== Task brief ==
Take the line containing "Target: wood slat wall panel" and every line after it to the end of the records, and copy them exactly, leaving out pictures.

== Data under study ==
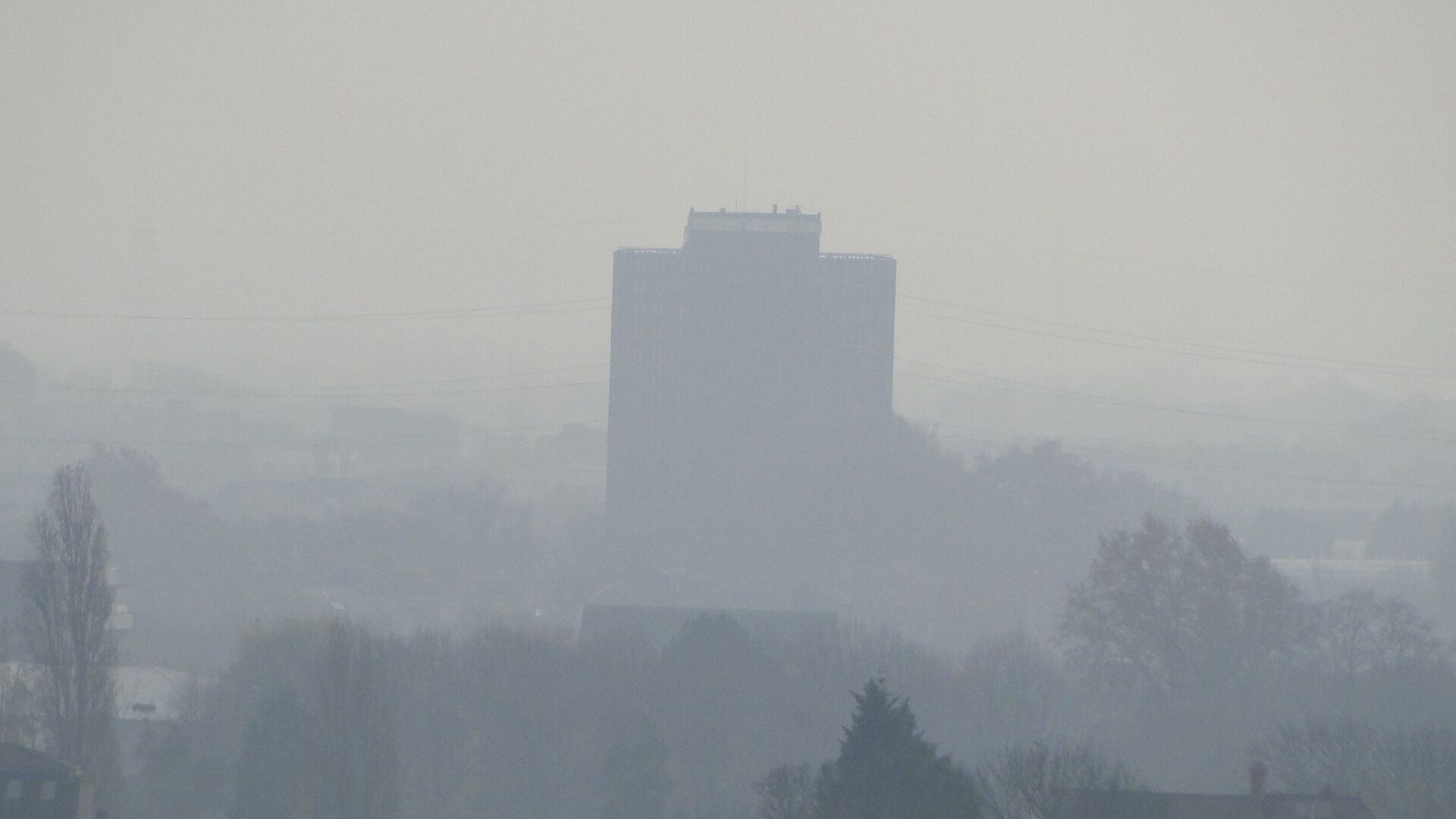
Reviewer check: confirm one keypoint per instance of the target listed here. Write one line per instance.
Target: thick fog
(560, 410)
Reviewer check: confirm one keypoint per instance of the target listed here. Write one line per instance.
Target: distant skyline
(1273, 178)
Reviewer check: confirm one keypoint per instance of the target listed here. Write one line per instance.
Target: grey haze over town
(707, 411)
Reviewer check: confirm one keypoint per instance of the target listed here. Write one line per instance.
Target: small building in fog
(38, 786)
(658, 626)
(1254, 805)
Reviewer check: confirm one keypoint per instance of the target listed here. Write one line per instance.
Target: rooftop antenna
(745, 174)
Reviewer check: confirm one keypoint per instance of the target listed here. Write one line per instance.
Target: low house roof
(18, 760)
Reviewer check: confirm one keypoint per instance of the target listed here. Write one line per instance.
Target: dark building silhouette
(745, 338)
(38, 786)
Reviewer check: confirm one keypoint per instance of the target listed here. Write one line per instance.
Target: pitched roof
(27, 761)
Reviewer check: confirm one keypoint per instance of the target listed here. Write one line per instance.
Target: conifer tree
(887, 770)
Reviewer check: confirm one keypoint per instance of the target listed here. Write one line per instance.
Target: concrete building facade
(727, 347)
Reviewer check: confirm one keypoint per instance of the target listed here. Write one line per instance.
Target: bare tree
(359, 727)
(1037, 780)
(785, 793)
(67, 632)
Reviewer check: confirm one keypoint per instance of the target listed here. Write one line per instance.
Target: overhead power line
(1155, 264)
(378, 391)
(1043, 391)
(1289, 357)
(322, 441)
(1286, 362)
(1201, 466)
(353, 231)
(530, 308)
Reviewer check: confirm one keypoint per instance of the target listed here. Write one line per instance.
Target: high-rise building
(724, 350)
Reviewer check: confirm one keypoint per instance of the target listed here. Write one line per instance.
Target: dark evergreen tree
(887, 770)
(273, 776)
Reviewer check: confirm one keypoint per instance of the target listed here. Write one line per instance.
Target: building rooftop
(791, 221)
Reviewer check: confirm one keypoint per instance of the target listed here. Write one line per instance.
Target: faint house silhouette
(1254, 805)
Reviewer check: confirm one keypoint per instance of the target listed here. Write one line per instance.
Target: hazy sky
(1257, 175)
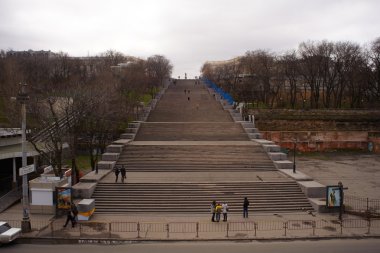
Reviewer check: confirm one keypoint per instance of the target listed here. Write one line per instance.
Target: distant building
(10, 157)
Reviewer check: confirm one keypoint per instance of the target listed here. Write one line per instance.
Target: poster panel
(333, 196)
(64, 197)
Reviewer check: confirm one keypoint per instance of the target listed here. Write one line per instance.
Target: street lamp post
(294, 155)
(23, 98)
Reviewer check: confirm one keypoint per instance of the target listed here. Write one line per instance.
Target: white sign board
(48, 169)
(26, 170)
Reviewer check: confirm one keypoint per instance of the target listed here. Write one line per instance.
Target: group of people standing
(217, 209)
(222, 208)
(121, 171)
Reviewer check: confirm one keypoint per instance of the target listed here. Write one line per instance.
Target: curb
(107, 241)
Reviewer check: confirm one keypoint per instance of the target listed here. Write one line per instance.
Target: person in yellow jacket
(218, 210)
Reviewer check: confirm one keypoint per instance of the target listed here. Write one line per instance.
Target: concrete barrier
(84, 190)
(312, 189)
(110, 156)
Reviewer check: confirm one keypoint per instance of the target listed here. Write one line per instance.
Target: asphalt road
(325, 246)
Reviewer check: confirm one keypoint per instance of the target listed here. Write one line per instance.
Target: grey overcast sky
(188, 32)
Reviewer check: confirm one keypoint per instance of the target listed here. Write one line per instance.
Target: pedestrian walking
(218, 210)
(71, 216)
(212, 208)
(225, 211)
(245, 207)
(117, 171)
(123, 172)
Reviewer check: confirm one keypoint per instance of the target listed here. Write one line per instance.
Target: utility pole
(23, 97)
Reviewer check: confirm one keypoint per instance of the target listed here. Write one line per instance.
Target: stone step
(285, 164)
(251, 130)
(196, 197)
(114, 148)
(277, 156)
(271, 148)
(255, 136)
(128, 136)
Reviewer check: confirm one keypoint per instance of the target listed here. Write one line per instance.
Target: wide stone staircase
(192, 158)
(190, 152)
(270, 197)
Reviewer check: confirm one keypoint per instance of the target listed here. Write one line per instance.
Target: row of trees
(82, 101)
(319, 74)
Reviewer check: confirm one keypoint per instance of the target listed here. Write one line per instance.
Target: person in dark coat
(245, 207)
(71, 216)
(122, 172)
(213, 211)
(117, 171)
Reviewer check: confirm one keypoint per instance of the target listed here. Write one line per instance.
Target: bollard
(369, 225)
(285, 226)
(52, 229)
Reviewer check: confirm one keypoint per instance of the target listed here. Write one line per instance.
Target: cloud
(188, 32)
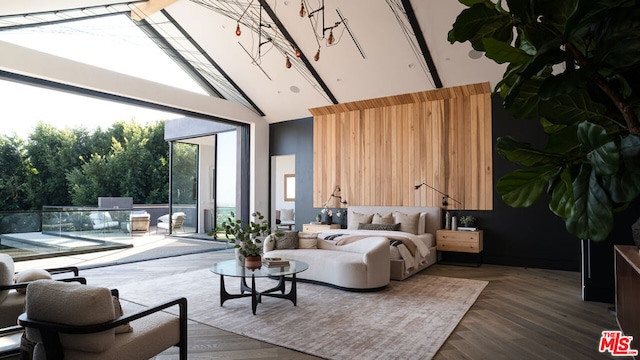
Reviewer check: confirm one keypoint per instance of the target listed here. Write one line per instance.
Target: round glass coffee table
(232, 269)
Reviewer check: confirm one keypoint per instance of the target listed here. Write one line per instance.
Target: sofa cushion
(307, 240)
(288, 240)
(6, 273)
(387, 227)
(30, 275)
(356, 219)
(386, 219)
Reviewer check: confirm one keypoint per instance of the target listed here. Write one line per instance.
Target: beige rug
(410, 319)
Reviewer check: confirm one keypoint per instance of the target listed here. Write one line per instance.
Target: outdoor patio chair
(72, 321)
(139, 221)
(102, 221)
(12, 293)
(177, 219)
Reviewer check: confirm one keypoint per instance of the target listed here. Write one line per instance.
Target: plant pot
(239, 257)
(253, 262)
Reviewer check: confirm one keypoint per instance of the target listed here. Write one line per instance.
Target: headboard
(434, 213)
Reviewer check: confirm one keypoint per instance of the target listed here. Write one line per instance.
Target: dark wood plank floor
(523, 313)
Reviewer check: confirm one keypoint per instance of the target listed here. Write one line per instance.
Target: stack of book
(467, 228)
(275, 262)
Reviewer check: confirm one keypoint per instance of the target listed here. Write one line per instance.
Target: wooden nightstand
(460, 241)
(318, 227)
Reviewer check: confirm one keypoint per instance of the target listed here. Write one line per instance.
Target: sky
(100, 42)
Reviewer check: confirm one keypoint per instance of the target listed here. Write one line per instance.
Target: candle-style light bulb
(303, 12)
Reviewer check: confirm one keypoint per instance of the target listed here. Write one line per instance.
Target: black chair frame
(49, 331)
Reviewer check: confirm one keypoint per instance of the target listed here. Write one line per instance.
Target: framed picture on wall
(289, 187)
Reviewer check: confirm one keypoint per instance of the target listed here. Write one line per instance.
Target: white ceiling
(391, 67)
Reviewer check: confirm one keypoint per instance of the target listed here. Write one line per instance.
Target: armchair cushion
(287, 215)
(6, 274)
(30, 275)
(71, 304)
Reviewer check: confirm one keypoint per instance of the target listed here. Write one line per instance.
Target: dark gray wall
(531, 237)
(296, 137)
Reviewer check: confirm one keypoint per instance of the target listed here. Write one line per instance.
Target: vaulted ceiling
(380, 48)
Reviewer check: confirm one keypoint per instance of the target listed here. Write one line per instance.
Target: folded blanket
(412, 250)
(347, 239)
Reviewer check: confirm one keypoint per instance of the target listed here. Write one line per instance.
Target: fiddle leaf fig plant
(573, 66)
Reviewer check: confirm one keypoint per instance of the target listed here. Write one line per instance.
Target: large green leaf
(562, 201)
(523, 153)
(603, 154)
(556, 13)
(522, 188)
(564, 141)
(572, 108)
(478, 22)
(624, 185)
(630, 151)
(593, 217)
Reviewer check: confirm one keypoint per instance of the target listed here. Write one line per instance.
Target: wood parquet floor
(523, 313)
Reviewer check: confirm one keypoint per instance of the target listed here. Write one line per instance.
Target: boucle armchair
(12, 293)
(71, 321)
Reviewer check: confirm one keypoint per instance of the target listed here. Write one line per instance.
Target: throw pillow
(408, 223)
(286, 215)
(355, 219)
(379, 219)
(307, 240)
(289, 240)
(6, 274)
(30, 275)
(117, 307)
(387, 227)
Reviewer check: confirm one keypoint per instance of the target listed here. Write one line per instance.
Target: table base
(256, 296)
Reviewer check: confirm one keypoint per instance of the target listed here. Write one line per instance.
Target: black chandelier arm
(333, 195)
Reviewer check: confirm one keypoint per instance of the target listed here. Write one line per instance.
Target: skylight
(111, 42)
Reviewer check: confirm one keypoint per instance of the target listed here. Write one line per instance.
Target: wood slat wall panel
(377, 150)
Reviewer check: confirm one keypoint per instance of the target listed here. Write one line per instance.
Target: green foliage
(74, 167)
(246, 236)
(15, 174)
(573, 66)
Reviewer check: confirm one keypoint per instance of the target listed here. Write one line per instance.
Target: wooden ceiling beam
(141, 11)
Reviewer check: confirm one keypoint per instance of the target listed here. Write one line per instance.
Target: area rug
(409, 319)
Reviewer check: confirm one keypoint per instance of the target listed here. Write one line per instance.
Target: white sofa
(362, 265)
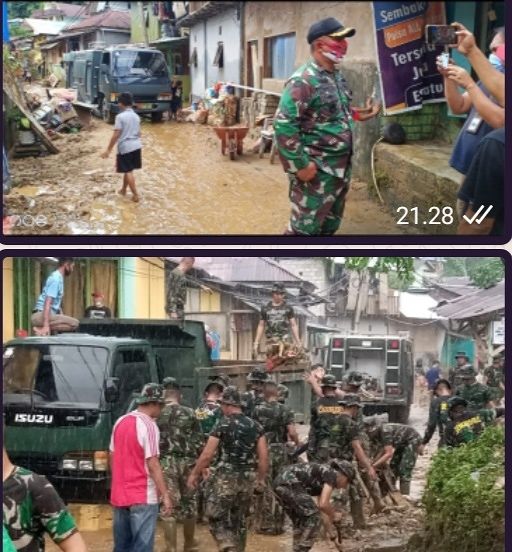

== Solved exercise ==
Target: wood slat wall panel
(377, 150)
Reviewer check: confirm one keypoint per instance of the target listed here. Write one line per instance.
Target: green foliage
(74, 167)
(246, 236)
(15, 174)
(573, 66)
Reviewer check: confirm one keypoint per instance of the target listed here. Write one line per instance.
Target: wooden ceiling beam
(141, 11)
Reviewer check: confirm one keypoint per instance of the target listed here. Write one line per instance.
Target: area rug
(409, 319)
Reviewer check: confirm one keypoint per instance of the target listed here. Write one line per instance.
Target: white sofa
(362, 265)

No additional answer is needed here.